* Begin *

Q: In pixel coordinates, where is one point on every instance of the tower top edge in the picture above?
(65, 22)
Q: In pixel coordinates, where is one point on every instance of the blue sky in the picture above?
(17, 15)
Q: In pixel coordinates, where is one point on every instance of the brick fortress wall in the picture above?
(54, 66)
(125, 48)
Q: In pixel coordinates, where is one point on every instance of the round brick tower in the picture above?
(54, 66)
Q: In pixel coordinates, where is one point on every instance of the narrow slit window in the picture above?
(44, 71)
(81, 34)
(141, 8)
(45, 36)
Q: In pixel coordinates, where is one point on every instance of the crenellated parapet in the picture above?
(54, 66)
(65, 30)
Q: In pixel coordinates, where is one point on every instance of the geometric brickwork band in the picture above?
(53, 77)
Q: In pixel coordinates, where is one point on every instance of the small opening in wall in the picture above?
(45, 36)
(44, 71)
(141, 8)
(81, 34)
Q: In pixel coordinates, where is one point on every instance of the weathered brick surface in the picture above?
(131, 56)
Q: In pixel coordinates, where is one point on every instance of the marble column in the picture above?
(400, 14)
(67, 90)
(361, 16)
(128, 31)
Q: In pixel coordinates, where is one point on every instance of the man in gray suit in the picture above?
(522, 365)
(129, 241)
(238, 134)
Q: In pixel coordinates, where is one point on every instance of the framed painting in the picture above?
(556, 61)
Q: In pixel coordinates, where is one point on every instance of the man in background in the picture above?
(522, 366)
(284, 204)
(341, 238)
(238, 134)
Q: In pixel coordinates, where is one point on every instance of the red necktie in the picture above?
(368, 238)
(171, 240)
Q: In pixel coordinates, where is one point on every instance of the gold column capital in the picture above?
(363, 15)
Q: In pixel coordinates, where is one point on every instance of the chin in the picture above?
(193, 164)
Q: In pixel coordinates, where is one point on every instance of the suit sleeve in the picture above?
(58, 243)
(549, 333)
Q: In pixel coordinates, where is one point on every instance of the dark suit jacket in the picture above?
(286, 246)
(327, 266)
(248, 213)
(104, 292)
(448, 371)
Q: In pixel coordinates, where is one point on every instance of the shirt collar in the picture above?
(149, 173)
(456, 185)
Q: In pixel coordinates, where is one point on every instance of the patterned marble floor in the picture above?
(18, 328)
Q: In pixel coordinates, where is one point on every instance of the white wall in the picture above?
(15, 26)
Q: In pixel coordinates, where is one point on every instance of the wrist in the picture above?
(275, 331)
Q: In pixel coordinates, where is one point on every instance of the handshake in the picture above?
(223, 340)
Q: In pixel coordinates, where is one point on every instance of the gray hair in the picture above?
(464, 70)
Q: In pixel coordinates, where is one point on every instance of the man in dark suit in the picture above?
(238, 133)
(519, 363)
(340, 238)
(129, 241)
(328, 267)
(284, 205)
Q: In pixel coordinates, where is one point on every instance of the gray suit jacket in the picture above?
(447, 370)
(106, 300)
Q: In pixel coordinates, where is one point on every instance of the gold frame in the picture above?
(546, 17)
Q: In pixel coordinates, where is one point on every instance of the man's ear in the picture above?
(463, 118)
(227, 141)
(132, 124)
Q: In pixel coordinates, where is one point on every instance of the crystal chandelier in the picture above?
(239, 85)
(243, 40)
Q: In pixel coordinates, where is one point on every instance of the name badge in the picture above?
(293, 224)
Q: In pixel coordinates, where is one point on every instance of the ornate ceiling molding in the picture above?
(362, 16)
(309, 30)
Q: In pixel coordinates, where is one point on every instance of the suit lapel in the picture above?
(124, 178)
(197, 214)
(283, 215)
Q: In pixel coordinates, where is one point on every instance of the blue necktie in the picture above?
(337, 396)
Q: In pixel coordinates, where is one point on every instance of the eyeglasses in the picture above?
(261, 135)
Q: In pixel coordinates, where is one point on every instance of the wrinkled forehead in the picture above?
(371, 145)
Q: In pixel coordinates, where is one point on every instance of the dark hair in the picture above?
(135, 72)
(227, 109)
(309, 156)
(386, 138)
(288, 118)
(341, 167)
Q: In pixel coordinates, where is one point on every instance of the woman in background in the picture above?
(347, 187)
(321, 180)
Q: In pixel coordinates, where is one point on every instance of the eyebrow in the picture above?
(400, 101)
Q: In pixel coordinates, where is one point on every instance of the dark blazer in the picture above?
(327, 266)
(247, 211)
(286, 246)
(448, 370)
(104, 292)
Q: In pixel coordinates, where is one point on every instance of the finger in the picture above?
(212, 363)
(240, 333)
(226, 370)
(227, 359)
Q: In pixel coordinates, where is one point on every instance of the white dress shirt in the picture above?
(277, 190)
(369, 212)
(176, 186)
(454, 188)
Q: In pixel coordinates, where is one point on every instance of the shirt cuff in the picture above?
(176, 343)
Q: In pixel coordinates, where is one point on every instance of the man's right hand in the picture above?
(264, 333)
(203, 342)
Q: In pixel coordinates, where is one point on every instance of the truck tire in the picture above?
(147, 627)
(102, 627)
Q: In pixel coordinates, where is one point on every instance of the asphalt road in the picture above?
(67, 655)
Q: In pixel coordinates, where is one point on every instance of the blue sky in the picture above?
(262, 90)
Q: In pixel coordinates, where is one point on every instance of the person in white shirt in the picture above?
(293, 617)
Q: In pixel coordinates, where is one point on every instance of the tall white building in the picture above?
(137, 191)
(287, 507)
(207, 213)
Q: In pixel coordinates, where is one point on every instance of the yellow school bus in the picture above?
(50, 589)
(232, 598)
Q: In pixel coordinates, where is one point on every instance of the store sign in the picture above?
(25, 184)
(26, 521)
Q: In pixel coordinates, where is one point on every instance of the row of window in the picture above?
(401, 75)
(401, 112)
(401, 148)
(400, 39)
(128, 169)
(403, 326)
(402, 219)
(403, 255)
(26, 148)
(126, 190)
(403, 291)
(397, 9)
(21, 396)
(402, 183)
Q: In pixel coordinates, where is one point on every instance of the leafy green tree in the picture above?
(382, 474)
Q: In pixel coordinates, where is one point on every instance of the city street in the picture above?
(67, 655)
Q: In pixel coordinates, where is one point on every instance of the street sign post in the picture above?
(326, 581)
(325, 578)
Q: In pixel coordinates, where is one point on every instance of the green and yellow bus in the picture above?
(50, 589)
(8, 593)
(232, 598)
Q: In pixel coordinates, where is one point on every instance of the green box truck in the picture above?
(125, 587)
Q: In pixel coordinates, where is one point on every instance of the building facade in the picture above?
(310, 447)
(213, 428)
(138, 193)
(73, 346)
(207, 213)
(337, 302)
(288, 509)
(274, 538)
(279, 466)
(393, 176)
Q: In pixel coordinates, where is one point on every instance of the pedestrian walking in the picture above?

* End *

What the exercise asks.
Could you give again exactly the lines from the line containing "of window in the picture above?" through the final line of the data above, and no others?

Full response.
Q: In pixel coordinates, where is one point on every instance of the row of window in the picture above?
(401, 75)
(401, 112)
(401, 148)
(400, 39)
(128, 169)
(403, 326)
(402, 219)
(403, 255)
(26, 148)
(126, 190)
(403, 291)
(397, 9)
(21, 396)
(402, 183)
Q: In pixel coordinates, where is one point on every instance of the leafy green tree in the picture above?
(382, 474)
Q: In pixel coordinates, where is one point on every instance of the city street in the picture above?
(67, 655)
Q: In pixel coordinates, where is one point on every instance of the street sign post in the picture above?
(326, 581)
(325, 578)
Q: In pixel coordinates, where is one point on every instance of the green and yellow bus in the picture above?
(50, 589)
(8, 593)
(232, 598)
Q: In pixel coordinates, where is one point on every instance of the green box truck in the picture above?
(125, 587)
Q: In pixel coordinates, where is one point on every instance of the building facade in the picture above?
(310, 447)
(213, 428)
(138, 193)
(73, 346)
(207, 213)
(337, 302)
(288, 509)
(274, 538)
(279, 466)
(393, 176)
Q: In pixel coordinates, where is one point on every instance of the pedestrian walking in the picture above?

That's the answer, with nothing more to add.